-- Required task --
Print all of the data exactly as written.

——

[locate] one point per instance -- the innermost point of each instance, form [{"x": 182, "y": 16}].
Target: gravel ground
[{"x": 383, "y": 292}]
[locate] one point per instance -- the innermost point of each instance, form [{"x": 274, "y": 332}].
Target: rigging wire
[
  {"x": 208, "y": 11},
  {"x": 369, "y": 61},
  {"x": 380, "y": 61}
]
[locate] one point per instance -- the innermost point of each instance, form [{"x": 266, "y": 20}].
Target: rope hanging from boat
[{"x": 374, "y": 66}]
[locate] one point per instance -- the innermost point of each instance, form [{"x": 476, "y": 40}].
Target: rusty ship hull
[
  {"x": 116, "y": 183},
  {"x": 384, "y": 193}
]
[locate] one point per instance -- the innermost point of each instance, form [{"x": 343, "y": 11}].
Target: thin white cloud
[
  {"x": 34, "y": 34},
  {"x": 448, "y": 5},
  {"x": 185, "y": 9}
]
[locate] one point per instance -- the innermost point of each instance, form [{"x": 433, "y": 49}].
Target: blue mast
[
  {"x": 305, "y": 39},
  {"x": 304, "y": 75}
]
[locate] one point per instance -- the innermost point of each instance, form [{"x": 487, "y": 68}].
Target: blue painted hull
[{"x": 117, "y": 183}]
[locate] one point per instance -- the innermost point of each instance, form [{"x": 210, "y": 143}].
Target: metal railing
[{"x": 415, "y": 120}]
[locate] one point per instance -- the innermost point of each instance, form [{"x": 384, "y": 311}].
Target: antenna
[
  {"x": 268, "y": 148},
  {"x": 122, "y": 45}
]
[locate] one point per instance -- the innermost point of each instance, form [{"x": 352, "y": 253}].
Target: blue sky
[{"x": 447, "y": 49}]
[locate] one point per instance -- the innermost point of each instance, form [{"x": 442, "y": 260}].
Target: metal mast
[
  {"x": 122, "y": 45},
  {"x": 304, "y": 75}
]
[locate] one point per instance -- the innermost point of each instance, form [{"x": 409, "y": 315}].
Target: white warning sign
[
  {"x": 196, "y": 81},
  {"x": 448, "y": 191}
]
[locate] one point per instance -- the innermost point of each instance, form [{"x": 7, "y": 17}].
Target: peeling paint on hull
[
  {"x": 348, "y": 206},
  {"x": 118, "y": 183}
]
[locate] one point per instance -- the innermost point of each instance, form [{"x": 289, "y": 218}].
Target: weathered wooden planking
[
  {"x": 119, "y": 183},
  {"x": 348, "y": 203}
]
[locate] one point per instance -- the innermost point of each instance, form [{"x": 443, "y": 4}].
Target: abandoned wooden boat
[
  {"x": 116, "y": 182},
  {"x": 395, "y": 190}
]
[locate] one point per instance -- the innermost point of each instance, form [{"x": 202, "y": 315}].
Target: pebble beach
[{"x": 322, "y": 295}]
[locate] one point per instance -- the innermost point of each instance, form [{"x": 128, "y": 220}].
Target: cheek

——

-- Solution for this exercise --
[locate] one point per instance -- the innermost point of each instance, form [{"x": 182, "y": 16}].
Target: gravel ground
[{"x": 383, "y": 292}]
[locate] one point per instance -- the innermost point of each instance, form [{"x": 274, "y": 332}].
Target: rigging wire
[
  {"x": 208, "y": 11},
  {"x": 369, "y": 61},
  {"x": 380, "y": 61}
]
[locate] one point per instance -- the innermost point of each instance, form [{"x": 266, "y": 20}].
Target: rope hanging from boat
[{"x": 374, "y": 66}]
[locate] one point per instance -- the innermost point of each instance, form [{"x": 476, "y": 40}].
Target: rusty ship hull
[
  {"x": 116, "y": 183},
  {"x": 384, "y": 193}
]
[locate] one point per instance -- the innermost point of each instance, form [{"x": 343, "y": 11}].
Target: thin white cloud
[
  {"x": 34, "y": 34},
  {"x": 448, "y": 5},
  {"x": 185, "y": 9}
]
[locate] one point per instance -- the innermost point of each instance, form [{"x": 433, "y": 49}].
Target: blue mast
[
  {"x": 305, "y": 39},
  {"x": 304, "y": 75}
]
[locate] one point per instance -- the innermost point of each instance, form [{"x": 487, "y": 68}].
Target: blue painted hull
[{"x": 117, "y": 183}]
[locate] one point per instance -- the innermost point of each instance, form [{"x": 210, "y": 143}].
Target: metal railing
[{"x": 415, "y": 120}]
[locate] one point per instance -- the innermost point of each instance, form [{"x": 384, "y": 311}].
Target: antenna
[
  {"x": 268, "y": 148},
  {"x": 122, "y": 45}
]
[locate] one point per instance -- the innermost point of each instance, form [{"x": 352, "y": 253}].
Target: blue sky
[{"x": 447, "y": 49}]
[locate] one point per instance -- the innermost point of each instance, form [{"x": 442, "y": 260}].
Target: metal mast
[
  {"x": 122, "y": 45},
  {"x": 304, "y": 75}
]
[locate] one point per instance -- the innermost point of each instance, form [{"x": 409, "y": 315}].
Target: white warning sign
[
  {"x": 196, "y": 81},
  {"x": 448, "y": 191}
]
[locate] one point per instance -- the innermost point of each instance, form [{"x": 7, "y": 17}].
Target: peeling paint on hull
[
  {"x": 348, "y": 206},
  {"x": 118, "y": 183}
]
[locate] one point per instance -- the innermost point of each instance, form [{"x": 289, "y": 218}].
Target: weathered wooden planking
[
  {"x": 119, "y": 183},
  {"x": 348, "y": 203}
]
[locate] one point per instance -- the innermost point of each instance, form [{"x": 443, "y": 4}].
Target: abandoned wooden boat
[
  {"x": 116, "y": 182},
  {"x": 395, "y": 190}
]
[locate] one point per instance -- the innermost point of each instance, form [{"x": 202, "y": 315}].
Target: pebble beach
[{"x": 322, "y": 295}]
[locate] one point per instance -- the innermost point of each instance, form [{"x": 128, "y": 220}].
Target: cheek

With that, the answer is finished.